Task prompt>
Can you continue the blog post about the Albion Arras darts team, picking up right after its final sentence?

Competition Time! Ladies and Gentlemen, LET’S PLAY DDDDAAAARRTTTSSSSSS

I am very conscious of the fact that my last two posts have had elongated words in the title, but come on guys, this is darts, or DAAARRTTTTS we are talking about, here.

In last week’s post, I told you all that I will be saving the British pub, and I am a man of my word.  I told you about a local dart’s team, and how The Great Right Hope is planning to sponsor them, all true, I shit you not. 

Look, it’s all here: http://mark-jackman.com/blog/2009/04/29/iiiiiiinnnnnnnnnnnnnnnnnnn-one/

Therefore, www.mark-jackman.com and www.ll-publications proudly present….

THE ALBION ARRAS

 

From left to right:  Doylie, Matt, Jimmy, Al, Keith (Landlord), Big Ron and Graham.  Player bios coming to the website soon.

The official launch party of the Arras was a bit late, but what a crackerjack it still turned out to be.  The Arras played the Tap and Mallet, and, in dramatic fashion, the winner of this clash of titans was decided by the last leg, the beer leg, where the whole team plays down from 1001, winner-takes-all, shit-or-bust.  The standard of darts was electrifying, which meant it all came down to Madhouse: both teams aiming at double-one, the epitome of accuracy.  Between them, both teams managed to miss approximately thirty darts at the desired double until Ian Doyle of the Albion Arras, unleashed hell with a dart that actually went where he was aiming it.  The Albion, Loughborough, England, erupted.

It was a fantastic evening.  The Albion sells some wonderful beer, and the fans, as well as both teams, took advantage.  The atmosphere… words cannot describe the intensity.  Well, they probably could, but I don’t know many words.  The emotions a man can experience after a night of ale, darts, uncomfortably hot chilli, pool, karaoke and all male company… wow.  A picture speaks a thousand words.

Recorded information>
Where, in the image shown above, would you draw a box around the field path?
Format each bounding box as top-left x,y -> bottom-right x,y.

Your response>
Pubs will make you fell, breathe and live:

 

Passion

 

Euphoria

Irrational Anger

Constipation

Partial Nudity

 Acceptable Manlove

 Double-One Finishes

OK, so “acceptable manlove” isn’t an emotion, and nor are a few others, and double-one finishes are just a result of shit darts, but you get the point.  One night of darts and a few sociable ales can take you on an emotional rollercoaster through a modern-day gladiatorial arena.  I am not advocating binge-drinking here.  True, one of the Albion Arras had downed six pints before the start of the match, but that was just to settle his nerves, so was technically a medical necessity 

Support your local pub.  You don’t have to drink, although it helps - still yet to find an activity that isn’t as fun without beer.  That’s a good topic of conversation, actually.  Can anyone think of anything that is more enjoyable to do sober (except shaving a ball sack, especially your own)?

Brainwave!

I have been planning to run a competition for a while, now. 

CHALLENGE:  Apart from shaving pubic areas, can anyone think of something that is more fun to do sober? 

PRIZE:  The funniest answer will win themselves a genuine set of GREAT RIGHT HOPE DART FLIGHTS!  It doesn’t get much better than that!  Note: I said funniest answer.  Emergency surgery on your faithful dog is not funny, but best done sober.  I just upset myself.  A death of a dog is the only justification for male tears.

You have until Thursday the 14th, 6pm UK time to enter!  Just pop your answer on the bottom of this post.

Back to the blog.  So yeah, you don’t have to drink to enjoy darts, pool, etc.  They are great social games, unless playing in a rough-arsed pub where every item used to play barsports also doubles up as an exceptionally versatile, violent weapon. 

You are going to hear a lot more from me about how much fun pubs are and about the positive aspects of drinking.  Together, we can save the British Pub.  Calling out to the USA!  How are pubs doing over there?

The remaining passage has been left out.